SUVA, 13 February 2020 – IT is widely understood that many factors influence the flow of travellers around the world.
Fiji as an island destination has its location with more than 300 islands offering their unique attractiveness, significant connectivity offered through enviable infrastructure in comparison with its regional neighbours and its cultural diversity and friendly people.
These form the backbone of a variety of products and services that have assisted to make tourism a critical component of Fiji’s engine for economic development.
As the highest foreign exchange earner for the country at more than $2 billion in 2019, and currently the highest employment sector at more than 40,000 directly (110,000 indirectly), with contribution to GDP at almost 40 per cent, you would be forgiven for thinking that the industry is ticking along with the phenomenal growth that has been expected of it and that the sun merely needs to continue to shine for those taxes to roll in.
Fiji is no different to any other country in the world in that it is impacted by geopolitical, climate, trade, currency and other changes. These may be slower to reach our pristine shores, but they do get here and some faster than others.
In the past six months alone, Fiji has dodged the threat of two cyclones, seen civic unrest unfold in countries you would least expect this to take place in and monitored from a distance as traditional trade partners fell out.
Then came news of the outbreak of a difficult to detect virus that spread fear through communities, countries and eventually the whole world.
Nearer to home, our neighbours and key visitor market Australia, has been through a long drawn out drought, followed by devastating fires across two states and are now having to deal with flooding brought on by a cyclone and more bad weather.
The year 2020 started like most periods for Fijian tourism; quietly but with the usual optimism that bookings would hold strong, boosted by our usual small, but steadily growing influx of Chinese visitors during this time.

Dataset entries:
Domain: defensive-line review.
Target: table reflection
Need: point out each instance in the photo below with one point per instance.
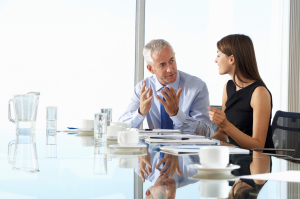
(170, 172)
(255, 163)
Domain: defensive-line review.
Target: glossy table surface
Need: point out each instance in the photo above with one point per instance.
(85, 170)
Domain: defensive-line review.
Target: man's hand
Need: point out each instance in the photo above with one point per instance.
(171, 165)
(145, 160)
(172, 100)
(145, 102)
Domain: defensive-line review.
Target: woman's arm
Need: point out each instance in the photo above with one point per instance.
(261, 104)
(221, 134)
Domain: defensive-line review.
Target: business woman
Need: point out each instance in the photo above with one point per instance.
(246, 103)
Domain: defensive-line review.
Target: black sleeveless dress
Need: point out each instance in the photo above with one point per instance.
(240, 113)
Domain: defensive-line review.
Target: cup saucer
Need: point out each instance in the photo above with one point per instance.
(202, 169)
(130, 147)
(84, 129)
(214, 176)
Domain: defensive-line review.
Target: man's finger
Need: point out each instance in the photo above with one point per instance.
(160, 162)
(165, 95)
(142, 176)
(143, 87)
(173, 92)
(144, 171)
(169, 92)
(150, 92)
(160, 100)
(149, 99)
(178, 93)
(178, 170)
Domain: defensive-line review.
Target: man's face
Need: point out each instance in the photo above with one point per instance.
(164, 66)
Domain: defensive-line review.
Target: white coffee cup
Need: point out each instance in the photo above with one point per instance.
(128, 138)
(87, 125)
(213, 188)
(112, 131)
(122, 124)
(214, 156)
(128, 162)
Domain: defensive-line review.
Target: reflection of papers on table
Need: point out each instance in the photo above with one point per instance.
(179, 141)
(289, 176)
(157, 131)
(170, 136)
(192, 149)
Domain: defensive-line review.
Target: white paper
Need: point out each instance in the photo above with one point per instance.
(160, 131)
(195, 149)
(171, 136)
(288, 176)
(189, 141)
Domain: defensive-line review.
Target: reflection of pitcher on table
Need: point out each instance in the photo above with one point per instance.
(257, 163)
(177, 172)
(25, 156)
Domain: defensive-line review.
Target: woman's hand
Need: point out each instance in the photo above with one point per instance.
(171, 165)
(218, 117)
(145, 161)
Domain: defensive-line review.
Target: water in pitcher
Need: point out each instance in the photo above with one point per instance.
(25, 127)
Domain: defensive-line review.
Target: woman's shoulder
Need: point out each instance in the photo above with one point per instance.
(261, 95)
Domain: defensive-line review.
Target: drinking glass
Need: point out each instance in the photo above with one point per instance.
(51, 127)
(100, 159)
(100, 124)
(25, 107)
(24, 156)
(108, 111)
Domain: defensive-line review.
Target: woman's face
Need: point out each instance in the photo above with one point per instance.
(225, 63)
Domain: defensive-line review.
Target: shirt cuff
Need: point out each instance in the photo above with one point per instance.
(179, 118)
(137, 119)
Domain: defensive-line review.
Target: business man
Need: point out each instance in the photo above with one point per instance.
(169, 99)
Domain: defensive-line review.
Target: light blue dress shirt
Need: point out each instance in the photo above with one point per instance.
(192, 116)
(184, 162)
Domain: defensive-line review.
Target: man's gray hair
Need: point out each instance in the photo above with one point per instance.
(156, 45)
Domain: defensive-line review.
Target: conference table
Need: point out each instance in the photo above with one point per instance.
(85, 170)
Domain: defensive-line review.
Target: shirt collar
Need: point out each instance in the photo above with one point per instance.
(175, 85)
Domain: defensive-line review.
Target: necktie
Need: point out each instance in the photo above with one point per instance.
(166, 122)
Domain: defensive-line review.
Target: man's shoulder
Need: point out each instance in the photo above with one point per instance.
(149, 81)
(190, 79)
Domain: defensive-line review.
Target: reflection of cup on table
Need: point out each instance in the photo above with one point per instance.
(112, 131)
(214, 188)
(128, 138)
(100, 124)
(87, 125)
(128, 162)
(214, 156)
(122, 124)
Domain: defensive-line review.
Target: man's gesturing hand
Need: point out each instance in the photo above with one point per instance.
(145, 103)
(172, 100)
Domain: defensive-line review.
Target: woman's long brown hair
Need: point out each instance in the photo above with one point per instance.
(241, 47)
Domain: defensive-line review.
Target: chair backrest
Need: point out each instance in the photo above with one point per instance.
(297, 151)
(214, 126)
(286, 131)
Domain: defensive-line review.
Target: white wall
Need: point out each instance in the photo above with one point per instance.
(78, 54)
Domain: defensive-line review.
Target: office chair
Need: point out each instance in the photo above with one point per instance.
(286, 133)
(214, 126)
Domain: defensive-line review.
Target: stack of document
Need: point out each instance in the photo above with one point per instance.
(170, 136)
(159, 131)
(192, 149)
(180, 141)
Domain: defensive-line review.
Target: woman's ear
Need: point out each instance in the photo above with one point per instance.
(148, 193)
(231, 60)
(150, 68)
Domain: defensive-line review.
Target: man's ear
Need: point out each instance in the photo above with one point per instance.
(231, 60)
(148, 193)
(150, 68)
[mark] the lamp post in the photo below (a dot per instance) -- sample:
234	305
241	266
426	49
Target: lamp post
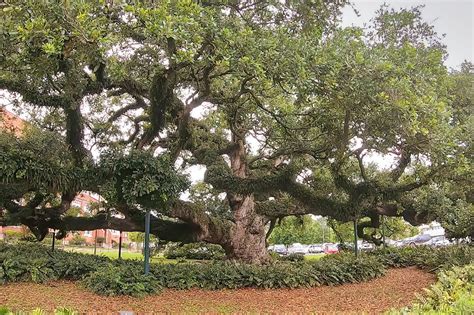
54	240
356	246
120	245
147	242
383	231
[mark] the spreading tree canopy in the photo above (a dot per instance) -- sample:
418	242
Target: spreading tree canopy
283	107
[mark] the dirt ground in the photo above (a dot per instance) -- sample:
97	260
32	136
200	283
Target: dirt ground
396	289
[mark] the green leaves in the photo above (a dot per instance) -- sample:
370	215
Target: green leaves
140	178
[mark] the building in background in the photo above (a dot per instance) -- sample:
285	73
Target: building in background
10	122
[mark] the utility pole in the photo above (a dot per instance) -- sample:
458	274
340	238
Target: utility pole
95	242
356	246
147	242
383	231
120	245
54	240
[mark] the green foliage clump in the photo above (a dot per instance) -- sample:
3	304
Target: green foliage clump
291	257
453	293
121	279
140	178
77	240
225	274
426	257
198	251
35	263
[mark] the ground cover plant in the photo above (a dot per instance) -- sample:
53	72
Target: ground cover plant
453	293
35	263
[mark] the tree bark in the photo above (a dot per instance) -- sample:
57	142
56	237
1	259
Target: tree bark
247	241
248	237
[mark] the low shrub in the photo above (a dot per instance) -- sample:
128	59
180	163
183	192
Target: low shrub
196	251
226	274
121	279
426	257
291	257
77	240
453	293
35	263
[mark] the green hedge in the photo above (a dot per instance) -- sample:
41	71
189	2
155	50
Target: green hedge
196	251
117	279
33	262
426	257
226	274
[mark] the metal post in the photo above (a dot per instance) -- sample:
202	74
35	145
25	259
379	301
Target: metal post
120	245
95	242
54	240
147	242
383	231
356	246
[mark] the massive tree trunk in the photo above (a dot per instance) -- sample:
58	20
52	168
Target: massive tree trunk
247	241
247	237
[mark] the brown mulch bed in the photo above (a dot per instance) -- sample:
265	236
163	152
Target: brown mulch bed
394	290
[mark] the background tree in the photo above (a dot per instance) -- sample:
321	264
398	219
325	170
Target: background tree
304	230
289	106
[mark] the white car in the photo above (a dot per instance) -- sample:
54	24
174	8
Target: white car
279	249
316	248
297	248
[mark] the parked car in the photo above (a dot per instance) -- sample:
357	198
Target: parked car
297	248
366	246
330	248
279	249
316	248
421	239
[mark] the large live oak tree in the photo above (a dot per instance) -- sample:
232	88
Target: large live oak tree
286	104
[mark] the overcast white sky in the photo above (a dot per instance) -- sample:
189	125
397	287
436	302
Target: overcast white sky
451	17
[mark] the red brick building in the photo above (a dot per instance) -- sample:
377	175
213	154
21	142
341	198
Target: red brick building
12	123
105	237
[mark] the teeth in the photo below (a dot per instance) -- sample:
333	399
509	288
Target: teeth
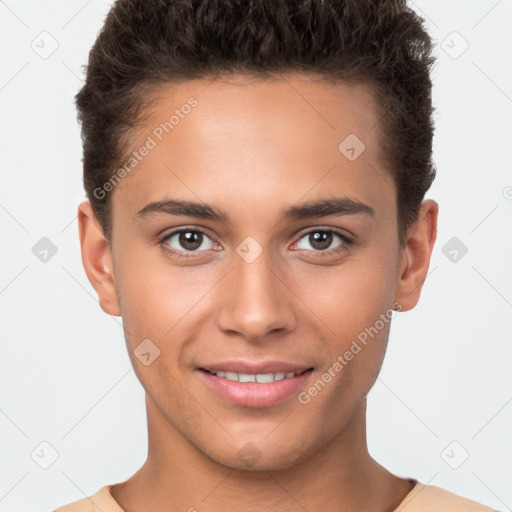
261	378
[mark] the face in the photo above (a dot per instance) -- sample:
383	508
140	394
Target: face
255	263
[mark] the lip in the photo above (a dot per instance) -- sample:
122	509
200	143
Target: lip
252	394
254	368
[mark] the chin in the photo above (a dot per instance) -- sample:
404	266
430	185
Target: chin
263	456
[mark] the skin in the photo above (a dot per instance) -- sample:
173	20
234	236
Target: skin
254	148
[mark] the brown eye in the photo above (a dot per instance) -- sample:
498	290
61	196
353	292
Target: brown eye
320	239
190	240
325	241
183	241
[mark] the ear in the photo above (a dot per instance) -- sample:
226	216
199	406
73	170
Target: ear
97	259
416	254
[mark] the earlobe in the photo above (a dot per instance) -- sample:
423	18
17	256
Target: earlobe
97	259
416	255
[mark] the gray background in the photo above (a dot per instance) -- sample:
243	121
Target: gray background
65	378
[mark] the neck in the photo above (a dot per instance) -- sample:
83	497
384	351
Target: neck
341	475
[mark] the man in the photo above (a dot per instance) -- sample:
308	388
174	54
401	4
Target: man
256	175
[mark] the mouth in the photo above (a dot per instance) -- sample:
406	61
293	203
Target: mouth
255	388
260	378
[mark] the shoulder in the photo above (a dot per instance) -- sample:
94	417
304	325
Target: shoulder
101	500
430	498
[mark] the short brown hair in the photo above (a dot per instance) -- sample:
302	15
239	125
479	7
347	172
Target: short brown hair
147	43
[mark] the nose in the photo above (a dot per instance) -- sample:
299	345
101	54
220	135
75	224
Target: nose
255	300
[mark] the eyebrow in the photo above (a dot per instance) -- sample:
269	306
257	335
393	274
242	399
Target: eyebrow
312	209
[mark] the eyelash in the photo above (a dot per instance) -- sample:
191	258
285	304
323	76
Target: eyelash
320	253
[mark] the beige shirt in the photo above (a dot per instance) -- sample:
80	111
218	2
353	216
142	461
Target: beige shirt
422	498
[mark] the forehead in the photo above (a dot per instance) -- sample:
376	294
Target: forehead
292	134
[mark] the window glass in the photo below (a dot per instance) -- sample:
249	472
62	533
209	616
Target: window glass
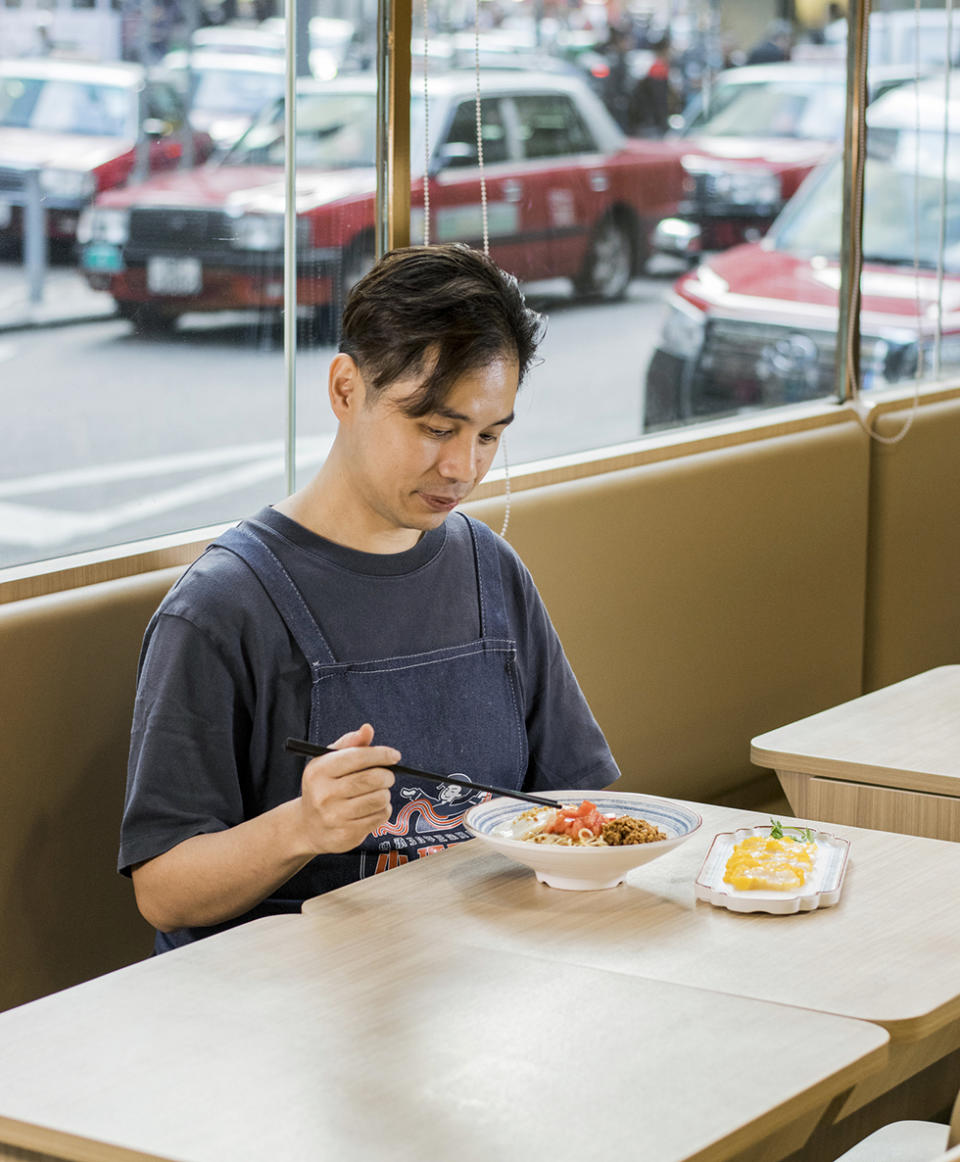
666	187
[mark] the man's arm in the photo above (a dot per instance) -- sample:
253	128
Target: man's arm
220	875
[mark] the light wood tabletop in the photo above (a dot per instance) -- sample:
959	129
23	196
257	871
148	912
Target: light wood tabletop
293	1040
907	734
887	952
888	760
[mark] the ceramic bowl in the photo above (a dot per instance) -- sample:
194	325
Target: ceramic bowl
495	823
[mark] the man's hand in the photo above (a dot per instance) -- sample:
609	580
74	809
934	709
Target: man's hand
345	796
219	875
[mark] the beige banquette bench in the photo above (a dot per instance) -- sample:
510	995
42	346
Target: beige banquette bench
702	600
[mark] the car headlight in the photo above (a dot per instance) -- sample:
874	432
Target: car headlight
898	359
104	224
73	184
682	331
258	231
735	186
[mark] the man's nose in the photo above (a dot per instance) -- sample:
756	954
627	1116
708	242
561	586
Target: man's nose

## Task to carry out
Reproduce the article on Fiji's tourism industry word for word, in full. The dataset entries have nothing to do with this.

## Final answer
SUVA, 13 February 2020 – IT is widely understood that many factors influence the flow of travellers around the world.
Fiji as an island destination has its location with more than 300 islands offering their unique attractiveness, significant connectivity offered through enviable infrastructure in comparison with its regional neighbours and its cultural diversity and friendly people.
These form the backbone of a variety of products and services that have assisted to make tourism a critical component of Fiji’s engine for economic development.
As the highest foreign exchange earner for the country at more than $2 billion in 2019, and currently the highest employment sector at more than 40,000 directly (110,000 indirectly), with contribution to GDP at almost 40 per cent, you would be forgiven for thinking that the industry is ticking along with the phenomenal growth that has been expected of it and that the sun merely needs to continue to shine for those taxes to roll in.
Fiji is no different to any other country in the world in that it is impacted by geopolitical, climate, trade, currency and other changes. These may be slower to reach our pristine shores, but they do get here and some faster than others.
In the past six months alone, Fiji has dodged the threat of two cyclones, seen civic unrest unfold in countries you would least expect this to take place in and monitored from a distance as traditional trade partners fell out.
Then came news of the outbreak of a difficult to detect virus that spread fear through communities, countries and eventually the whole world.
Nearer to home, our neighbours and key visitor market Australia, has been through a long drawn out drought, followed by devastating fires across two states and are now having to deal with flooding brought on by a cyclone and more bad weather.
The year 2020 started like most periods for Fijian tourism; quietly but with the usual optimism that bookings would hold strong, boosted by our usual small, but steadily growing influx of Chinese visitors during this time.